Excerpts from point-annotation data
_ _ _ _ _
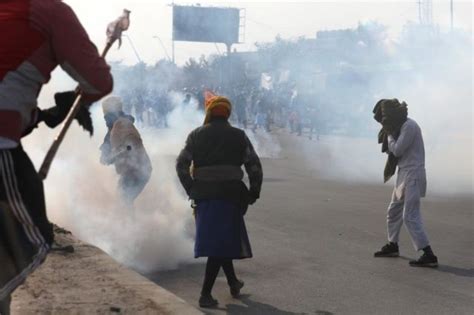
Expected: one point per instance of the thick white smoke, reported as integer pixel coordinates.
(438, 91)
(82, 194)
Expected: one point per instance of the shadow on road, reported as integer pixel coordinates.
(461, 272)
(253, 307)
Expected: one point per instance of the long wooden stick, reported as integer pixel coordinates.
(48, 160)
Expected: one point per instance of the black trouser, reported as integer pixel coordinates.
(5, 305)
(212, 270)
(25, 232)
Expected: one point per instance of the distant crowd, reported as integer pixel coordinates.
(253, 107)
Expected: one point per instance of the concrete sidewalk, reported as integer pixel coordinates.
(89, 281)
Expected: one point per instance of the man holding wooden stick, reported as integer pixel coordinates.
(36, 36)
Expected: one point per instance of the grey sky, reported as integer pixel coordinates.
(265, 19)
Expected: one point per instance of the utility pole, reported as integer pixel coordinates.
(452, 15)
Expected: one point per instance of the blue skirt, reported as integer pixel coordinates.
(220, 230)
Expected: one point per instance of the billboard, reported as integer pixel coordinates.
(206, 24)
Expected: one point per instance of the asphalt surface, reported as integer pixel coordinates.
(313, 242)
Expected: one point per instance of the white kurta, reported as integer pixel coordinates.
(410, 185)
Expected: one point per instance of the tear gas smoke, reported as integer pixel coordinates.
(435, 79)
(82, 194)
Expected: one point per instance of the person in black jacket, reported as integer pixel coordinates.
(209, 168)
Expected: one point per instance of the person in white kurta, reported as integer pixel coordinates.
(410, 187)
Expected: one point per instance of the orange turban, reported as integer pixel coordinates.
(216, 106)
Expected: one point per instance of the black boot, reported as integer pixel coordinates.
(428, 259)
(235, 288)
(389, 250)
(206, 300)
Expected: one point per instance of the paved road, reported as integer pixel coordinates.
(313, 242)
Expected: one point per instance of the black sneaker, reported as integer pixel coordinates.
(389, 250)
(207, 301)
(426, 260)
(235, 288)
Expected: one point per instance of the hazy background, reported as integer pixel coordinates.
(265, 20)
(158, 232)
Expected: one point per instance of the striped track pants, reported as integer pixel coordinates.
(25, 232)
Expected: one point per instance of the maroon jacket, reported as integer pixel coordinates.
(35, 37)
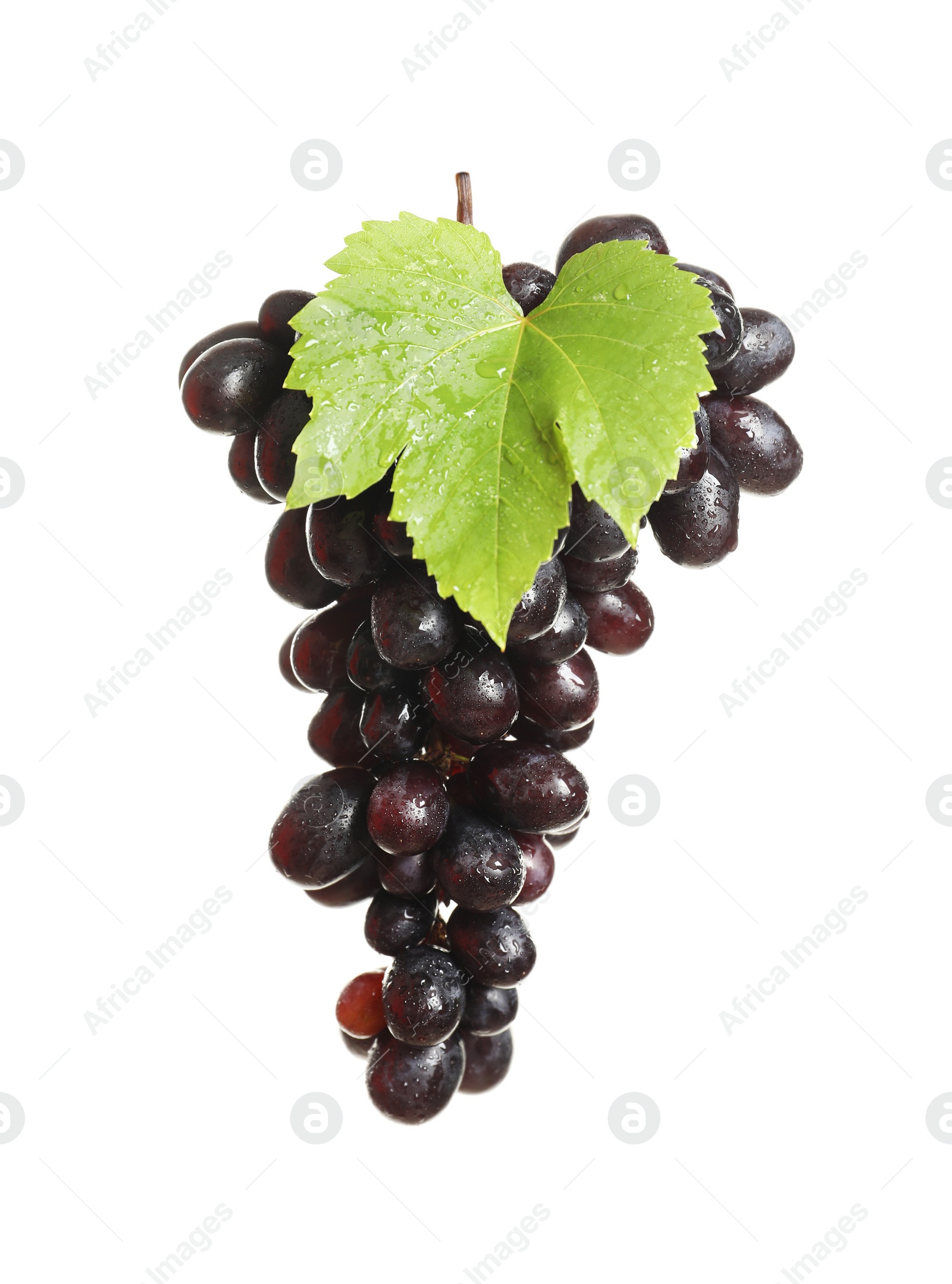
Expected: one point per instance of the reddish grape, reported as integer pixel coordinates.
(360, 1007)
(621, 622)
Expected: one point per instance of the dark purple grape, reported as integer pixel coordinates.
(288, 566)
(559, 643)
(361, 884)
(321, 835)
(487, 1061)
(342, 542)
(533, 734)
(237, 330)
(540, 870)
(490, 1010)
(334, 731)
(230, 386)
(707, 277)
(423, 994)
(365, 668)
(242, 468)
(722, 345)
(281, 425)
(495, 948)
(766, 351)
(414, 627)
(594, 535)
(599, 577)
(540, 605)
(699, 527)
(394, 724)
(694, 460)
(406, 876)
(392, 535)
(408, 809)
(478, 865)
(319, 650)
(393, 922)
(559, 696)
(286, 665)
(413, 1084)
(474, 697)
(275, 314)
(619, 622)
(606, 228)
(530, 789)
(761, 450)
(528, 284)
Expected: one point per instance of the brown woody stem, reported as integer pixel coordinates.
(464, 198)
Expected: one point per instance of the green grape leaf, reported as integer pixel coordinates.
(415, 352)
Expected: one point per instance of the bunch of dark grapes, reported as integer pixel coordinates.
(447, 786)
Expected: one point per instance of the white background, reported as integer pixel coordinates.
(134, 817)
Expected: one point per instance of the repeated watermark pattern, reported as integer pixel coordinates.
(834, 923)
(634, 1117)
(746, 52)
(833, 1242)
(198, 1241)
(198, 288)
(317, 1119)
(517, 1241)
(199, 923)
(833, 288)
(833, 606)
(162, 637)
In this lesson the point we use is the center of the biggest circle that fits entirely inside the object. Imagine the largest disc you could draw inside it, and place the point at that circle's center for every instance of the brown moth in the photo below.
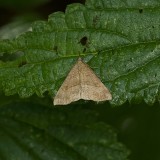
_ _ _ _ _
Select each line above that contains the string "road", and copy those lines. Case matters.

▸ **CORRECT RESULT**:
Expected: one point per instance of the shadow on road, reported as integer pixel coordinates.
Expected: one point per instance of the paved road, reported as integer pixel coordinates.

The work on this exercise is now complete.